▶ Teks yang Diekstrak:
---+---

3.      Penyuluhan pada orang tua

H. Pengkajian.
1.      Selama masa neonatal yang perlu dikaji :
a.    Stabilisasi suhu
b.  Kesulitan pemberian makanan
c.   Penyesuaian orang tua terhadap diagnosis
d.      Adanya kelainan yang berhubungan dengan sistem jantung, pernafasan dan sistem gastro intestinal
e.   Kemampuan orang tua untuk merawat bayi baru lahir.
  1. Pengkajian kemampuan kognitif dan perkembangan mental anak dengan menggunakan  standart usia
  2. Tes pendengaran dan penglihatan
  3. Pengkajian terhadap kemampuan anak untuk berkomunikasi
  4. Pengkajian terhadap kemampuan motorik
  5. Penyesuaian keluarga terhadap diagnosis dan kemajuan perkembangan mental anak.

I. Diagnosa Keperawatan

1.   Secara umum masalah yang dapat ditemukan pada penderita kelainan Down Syndrome :

a.       Perubahan termoregulasi berhubungan dengan hipotonik otot dan postur tubuh yang melebar
b.      Perubahan nutrisi : kurang dari kebutuhan berhubungan dengan kesulitan pemberian makan karena lidah yang menjulur dan langit langit/ palatum yang tinggi
c.       Tidak efektinya koping keluarga berhubungan dengan besarnya tekanan emosional dan finansial untuk merawat anak dengan kelainan secara kognitif, kondisi kronis, dan kesedihan karena kehilangan anak “sempurna“
d.      Defisit pengetahuan (orang tua) berhubungan dengan perawatan neonatus atau infant dirumah.

---+---

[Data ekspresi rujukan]
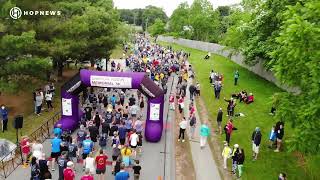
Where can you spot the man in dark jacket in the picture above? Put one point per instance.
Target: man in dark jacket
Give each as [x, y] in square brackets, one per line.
[256, 140]
[192, 90]
[219, 119]
[4, 117]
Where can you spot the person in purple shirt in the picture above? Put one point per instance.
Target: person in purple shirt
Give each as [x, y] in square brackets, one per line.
[122, 133]
[122, 175]
[4, 117]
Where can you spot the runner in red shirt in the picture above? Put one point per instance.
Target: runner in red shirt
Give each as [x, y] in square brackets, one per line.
[101, 162]
[68, 172]
[87, 175]
[25, 147]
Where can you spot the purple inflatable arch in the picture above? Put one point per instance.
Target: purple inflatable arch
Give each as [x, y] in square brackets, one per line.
[131, 80]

---+---

▶ Tugas: Tuliskan persis bagian dari teks tentang asuhan keperawatan Down Syndrome, mulai dari kata-kata yang memuat "1.      Selama masa" dan berhenti setelah kata-kata "bayi baru lahir.". Gunakan hanya teks tentang asuhan keperawatan Down Syndrome sebagai sumber.

▶ Hasil Tugas:
1.      Selama masa neonatal yang perlu dikaji :
a.    Stabilisasi suhu
b.  Kesulitan pemberian makanan
c.   Penyesuaian orang tua terhadap diagnosis
d.      Adanya kelainan yang berhubungan dengan sistem jantung, pernafasan dan sistem gastro intestinal
e.   Kemampuan orang tua untuk merawat bayi baru lahir.